## Passage to read
::::::::::

Mark Hoppus of Green Day's popular punk band successor Blink-182 is a fan of the band and "J.A.R." in particular, so much so that it directly led to one of his group's biggest hits, albeit inadvertently. In 2020, Hoppus said on the podcast "Chris Demakes A Podcast" (via NME) that Blink-182's 1999 hit "What's My Age Again?" is built around a riff based on the one from "J.A.R." "I was messing around on the guitar trying to learn that. I kinda messed up the progression and I played it incorrectly, and I was like, 'Oh, that's kinda cool,'" Hoppus recalled.

When Green Day isn't Green Day

It's commonplace for members of a long-running rock band to branch out with side projects so as to explore their individual creative and musical ideas. The core trio comprising Green Day has done that, except all three stayed together to form a new, completely different band. According to Rolling Stone, the band released music online in December 2007 affiliated with a project called Foxboro Hot Tubs. After trying to keep their true identities secret, the members of Green Day told MTV that they were, in fact, Foxboro Hot Tubs also. "We think that the only similarly is that we are the same band," the missive read, adding that they created the loose, garage rock collective simply for the love of music and to do something surprising. Foxboro Hot Tubs released one album, "Stop Drop and Roll," and enjoyed an alternative rock radio hit in 2008 with "Mother Mary." The Green Day album "¡Dos!" was heavily inspired by the side-band's sound.

As if playing in one of the world's biggest acts, as well as the larks of Foxboro Hot Tubs, weren't enough to keep them busy, Billie Joe Armstrong and Mike Dirnt formed yet another group, the Coverups. As the name implies, they play only covers of famous songs they like.

Don't call Green Day a 'pop punk' band

Green Day can boast some true-blue punk rock bonafides. Active for years as a live act and independent recording artist well before the 1994 release of major label debut "Dookie," Green Day was among the many loud, heavy, snotty bands following the punk tradition as part of the northern California scene in the late 1980s, a frequent performer among many at a gritty club at 924 Gilman Street in Berkeley, according to KQED. Green Day toned down the less radio-friendly aspects of punk to create a more widely palatable and commercially viable sound, one that was frequently imitated in the late '90s and 2000s by acts like Blink 182, Good Charlotte, Sum 41, and Fall Out Boy. It's a genre that came to be known as pop punk, according to NME, but just because Green Day pioneered that movement doesn't mean they want to be considered a part of it.

"My mission for 2016?," Green Day frontman Billie Joe Armstrong tweeted in late 2015, "to destroy the phrase 'pop-punk' forever." In 2021, Armstrong explained his feelings to Vulture. "I never thought of myself as a pop artist. I've always been left of center. To say you're a pop-punker, it never sat well with me," he said. "It seemed like a silly way of trying to kind of create a genre or a sub-genre."

When Green Day was on The Simpsons

"The Simpsons" hit the big screen in 2007 with "The Simpsons Movie," an environmental satire built around Springfield becoming so toxic as to be uninhabitable. The film opens with a cameo appearance from the members of Green Day, voicing themselves but billed under their real names (Tre Cool is Frank Edwin Wright III; Mike Dirnt is Michael Pritchard). After playing a punk version of the famous "Simpsons" theme song during a concert on a barge in Lake Springfield, singer Billie Joe Armstrong implores the audience's attention to discuss environmental issues, angering the crowd into sinking their boat and drowning the group immediately as they play "Nearer My God to Thee" on violins, supposedly the last song played by the band as the Titanic sank.

The appearance came together in a mutually agreeable manner. "Simpsons" writer Al Jean said that the staff was working on a scene where some rock band is booed by Springfield for discussing environmental stuff. "A letter came in saying Green Day would like to be on 'The Simpsons' at that day that we were writing the scene," Jean told Movies Online. Green Day's soundtrack cut of "The Simpsons" theme song went on to become a hit single, reaching No. 19 on the U.K. pop chart.

::::::::::

## Referring expression grounding data
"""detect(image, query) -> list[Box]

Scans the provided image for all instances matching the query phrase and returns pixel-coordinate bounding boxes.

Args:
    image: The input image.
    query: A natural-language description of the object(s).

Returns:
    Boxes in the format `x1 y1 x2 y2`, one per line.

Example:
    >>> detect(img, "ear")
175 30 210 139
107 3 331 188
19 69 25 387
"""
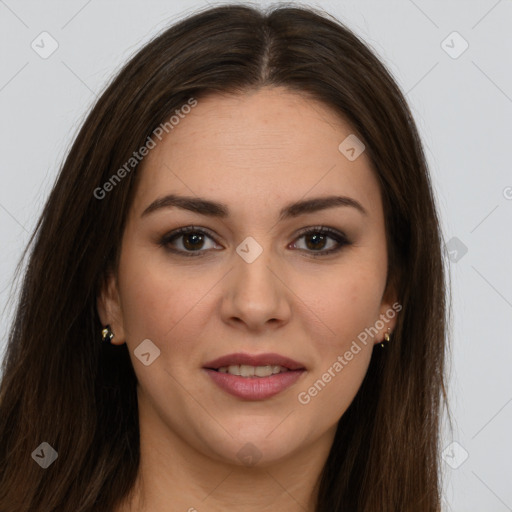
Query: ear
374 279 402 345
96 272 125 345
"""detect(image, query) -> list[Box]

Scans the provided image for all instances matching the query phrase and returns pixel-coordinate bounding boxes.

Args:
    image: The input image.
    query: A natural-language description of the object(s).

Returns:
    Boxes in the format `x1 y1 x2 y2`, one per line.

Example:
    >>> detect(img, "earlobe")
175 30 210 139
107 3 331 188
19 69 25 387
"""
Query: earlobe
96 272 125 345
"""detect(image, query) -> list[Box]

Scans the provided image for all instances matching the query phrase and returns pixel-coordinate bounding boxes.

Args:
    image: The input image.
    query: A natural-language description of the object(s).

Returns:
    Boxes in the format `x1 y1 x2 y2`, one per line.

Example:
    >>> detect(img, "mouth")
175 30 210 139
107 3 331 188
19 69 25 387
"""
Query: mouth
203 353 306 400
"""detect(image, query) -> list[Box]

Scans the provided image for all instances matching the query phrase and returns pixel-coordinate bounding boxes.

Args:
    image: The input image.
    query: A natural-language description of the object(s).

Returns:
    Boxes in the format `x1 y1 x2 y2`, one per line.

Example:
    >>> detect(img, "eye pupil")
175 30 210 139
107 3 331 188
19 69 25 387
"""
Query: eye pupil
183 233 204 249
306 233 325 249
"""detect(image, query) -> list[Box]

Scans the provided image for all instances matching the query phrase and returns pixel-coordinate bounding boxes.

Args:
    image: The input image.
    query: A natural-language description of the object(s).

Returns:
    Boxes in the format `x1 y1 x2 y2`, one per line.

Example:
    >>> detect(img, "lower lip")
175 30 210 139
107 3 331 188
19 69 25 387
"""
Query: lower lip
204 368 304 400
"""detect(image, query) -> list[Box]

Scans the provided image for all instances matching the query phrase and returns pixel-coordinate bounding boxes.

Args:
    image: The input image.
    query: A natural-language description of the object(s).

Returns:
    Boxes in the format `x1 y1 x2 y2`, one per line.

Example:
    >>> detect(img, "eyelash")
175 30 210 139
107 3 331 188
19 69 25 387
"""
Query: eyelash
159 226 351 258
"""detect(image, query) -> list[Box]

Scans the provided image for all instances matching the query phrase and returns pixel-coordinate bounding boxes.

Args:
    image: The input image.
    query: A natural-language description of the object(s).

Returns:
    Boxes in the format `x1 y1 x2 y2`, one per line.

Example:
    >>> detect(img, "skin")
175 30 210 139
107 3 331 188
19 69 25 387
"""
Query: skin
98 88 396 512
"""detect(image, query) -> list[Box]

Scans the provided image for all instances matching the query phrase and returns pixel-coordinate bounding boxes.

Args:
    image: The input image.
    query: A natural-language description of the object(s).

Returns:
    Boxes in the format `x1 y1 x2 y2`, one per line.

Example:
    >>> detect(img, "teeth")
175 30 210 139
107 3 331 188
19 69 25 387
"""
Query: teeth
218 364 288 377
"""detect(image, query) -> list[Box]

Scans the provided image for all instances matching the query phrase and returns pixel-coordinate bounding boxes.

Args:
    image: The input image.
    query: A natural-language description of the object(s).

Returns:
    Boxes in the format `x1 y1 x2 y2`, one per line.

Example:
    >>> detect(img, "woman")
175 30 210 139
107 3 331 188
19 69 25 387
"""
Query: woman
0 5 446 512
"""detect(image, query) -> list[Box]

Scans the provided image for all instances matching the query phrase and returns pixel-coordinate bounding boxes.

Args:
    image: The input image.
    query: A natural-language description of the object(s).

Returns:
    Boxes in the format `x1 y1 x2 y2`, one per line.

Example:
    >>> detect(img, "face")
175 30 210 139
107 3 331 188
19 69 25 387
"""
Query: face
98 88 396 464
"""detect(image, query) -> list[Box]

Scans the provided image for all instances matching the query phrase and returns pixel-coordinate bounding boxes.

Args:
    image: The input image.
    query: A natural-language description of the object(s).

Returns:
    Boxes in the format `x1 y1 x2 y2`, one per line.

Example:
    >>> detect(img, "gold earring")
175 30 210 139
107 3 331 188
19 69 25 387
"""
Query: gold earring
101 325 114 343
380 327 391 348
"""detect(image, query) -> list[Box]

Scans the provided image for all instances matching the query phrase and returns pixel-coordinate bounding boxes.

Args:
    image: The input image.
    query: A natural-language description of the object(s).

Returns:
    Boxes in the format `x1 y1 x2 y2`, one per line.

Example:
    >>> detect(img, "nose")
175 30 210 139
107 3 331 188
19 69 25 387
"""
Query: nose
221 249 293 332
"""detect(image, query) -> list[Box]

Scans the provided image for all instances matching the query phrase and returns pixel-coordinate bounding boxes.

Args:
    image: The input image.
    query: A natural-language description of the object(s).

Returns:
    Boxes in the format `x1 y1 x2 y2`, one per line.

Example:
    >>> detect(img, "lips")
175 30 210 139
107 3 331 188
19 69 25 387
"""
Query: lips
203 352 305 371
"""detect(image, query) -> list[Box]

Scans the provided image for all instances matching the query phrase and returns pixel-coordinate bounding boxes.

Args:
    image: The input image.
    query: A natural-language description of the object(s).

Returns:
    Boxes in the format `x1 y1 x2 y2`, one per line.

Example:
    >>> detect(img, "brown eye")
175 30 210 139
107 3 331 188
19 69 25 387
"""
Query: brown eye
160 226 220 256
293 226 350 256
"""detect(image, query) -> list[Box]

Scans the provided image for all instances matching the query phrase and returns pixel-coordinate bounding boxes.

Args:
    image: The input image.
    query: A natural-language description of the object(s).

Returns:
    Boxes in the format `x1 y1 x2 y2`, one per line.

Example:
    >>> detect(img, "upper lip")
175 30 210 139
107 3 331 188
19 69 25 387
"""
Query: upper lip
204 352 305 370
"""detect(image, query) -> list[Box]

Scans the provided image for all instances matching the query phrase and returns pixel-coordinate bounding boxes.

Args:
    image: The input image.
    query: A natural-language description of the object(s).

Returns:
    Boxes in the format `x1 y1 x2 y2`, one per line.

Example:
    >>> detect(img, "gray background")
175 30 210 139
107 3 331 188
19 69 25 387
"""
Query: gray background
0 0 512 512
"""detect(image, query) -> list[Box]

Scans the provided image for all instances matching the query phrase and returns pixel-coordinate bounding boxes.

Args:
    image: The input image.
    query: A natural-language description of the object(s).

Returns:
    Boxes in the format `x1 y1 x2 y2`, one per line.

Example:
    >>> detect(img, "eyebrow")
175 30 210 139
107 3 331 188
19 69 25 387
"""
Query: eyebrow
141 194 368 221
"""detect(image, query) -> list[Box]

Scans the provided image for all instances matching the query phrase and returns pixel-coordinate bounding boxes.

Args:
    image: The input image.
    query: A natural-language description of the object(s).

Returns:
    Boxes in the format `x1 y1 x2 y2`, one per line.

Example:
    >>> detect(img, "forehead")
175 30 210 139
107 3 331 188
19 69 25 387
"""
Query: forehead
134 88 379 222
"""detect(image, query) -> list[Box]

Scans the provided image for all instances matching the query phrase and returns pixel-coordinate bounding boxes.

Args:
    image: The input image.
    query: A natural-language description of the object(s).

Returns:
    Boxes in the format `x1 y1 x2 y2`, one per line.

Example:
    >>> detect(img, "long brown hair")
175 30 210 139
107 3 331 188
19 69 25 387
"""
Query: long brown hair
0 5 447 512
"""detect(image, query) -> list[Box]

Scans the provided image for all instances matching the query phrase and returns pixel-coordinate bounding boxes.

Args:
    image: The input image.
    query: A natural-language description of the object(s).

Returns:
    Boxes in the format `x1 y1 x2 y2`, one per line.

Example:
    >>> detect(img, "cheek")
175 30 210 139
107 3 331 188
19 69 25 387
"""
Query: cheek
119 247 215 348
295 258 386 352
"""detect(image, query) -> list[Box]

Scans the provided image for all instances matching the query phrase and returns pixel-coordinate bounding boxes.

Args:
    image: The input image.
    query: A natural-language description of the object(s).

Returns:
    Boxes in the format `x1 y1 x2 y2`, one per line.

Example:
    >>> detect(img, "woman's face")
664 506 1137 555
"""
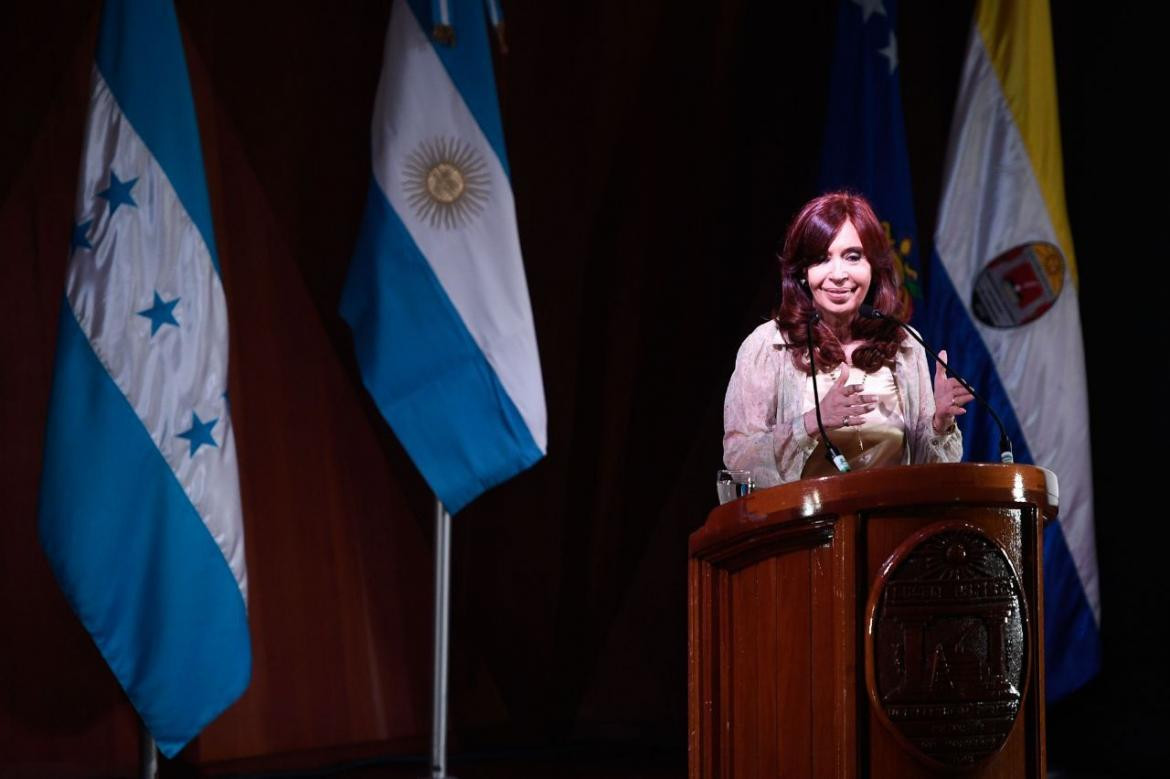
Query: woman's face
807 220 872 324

::::::::::

Can you transcribe everything in the Green Day passage from "Don't call Green" down to "part of it."?

## Solution
Don't call Green Day a 'pop punk' band

Green Day can boast some true-blue punk rock bonafides. Active for years as a live act and independent recording artist well before the 1994 release of major label debut "Dookie," Green Day was among the many loud, heavy, snotty bands following the punk tradition as part of the northern California scene in the late 1980s, a frequent performer among many at a gritty club at 924 Gilman Street in Berkeley, according to KQED. Green Day toned down the less radio-friendly aspects of punk to create a more widely palatable and commercially viable sound, one that was frequently imitated in the late '90s and 2000s by acts like Blink 182, Good Charlotte, Sum 41, and Fall Out Boy. It's a genre that came to be known as pop punk, according to NME, but just because Green Day pioneered that movement doesn't mean they want to be considered a part of it.